# Суть задания
Как, согласно тексту о Канте и Якоби, Якоби называл себя из-за неудовлетворённости всеми философскими системами?

# Извлечённый текст
Подобно тому как Декарт разрушил схоластическую философию, рассматривая человека в отрыве от его опыта, Кант теперь нанес смертельный удар по философии протестантской Германии, рассматривая разум в отрыве от его умозрительных построений. «Нравственный эффект его философии, — говорит г-н Фаррер, — заключался в том, чтобы изгнать французский материализм и иллюминатизм и придать глубину нравственным воззрениям; ее религиозный эффект заключался в том, чтобы усилить апелляцию к разуму и моральному суждению как критерию религиозной истины; сделать чудесное сообщение нравственного наставления бесполезным, если не абсурдным; и возобновить попытку, отброшенную со времен вольфианской философии, обрести философию религии». [34]

Среди противников Канта Якоби был, пожалуй, самым сильным. Он не соглашался с тем, чтобы в этих метафизических спекуляциях разум царил безраздельно. Он верил, что чувство имеет столь же важное значение, как и дедукции интеллекта. Он досконально освоил различные философские системы и отверг их, в том числе систему Канта, как непригодные для принятия и следования ответственными существами. Два принципа, служащие ключом к его взглядам, заключались в том, что религия коренится в чувстве, и что это чувство, существующее в сердце каждого человека, не является рефлексивным, но первоначальным. Его неудовлетворенность всеми системами побудила его называть себя «нефилософом», и крайнее отвращение привело его к утверждению, что основание всей упекулятивной философии есть лишь великая полость, в которую мы смотрим напрасно, как в жуткую бездну. Для него, как и для Колериджа, Вера начинается там, где кончается Разум.

# Раздел данных
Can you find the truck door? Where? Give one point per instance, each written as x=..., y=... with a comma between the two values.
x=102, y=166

# Решение упражнения
Якоби называл себя «нефилософом».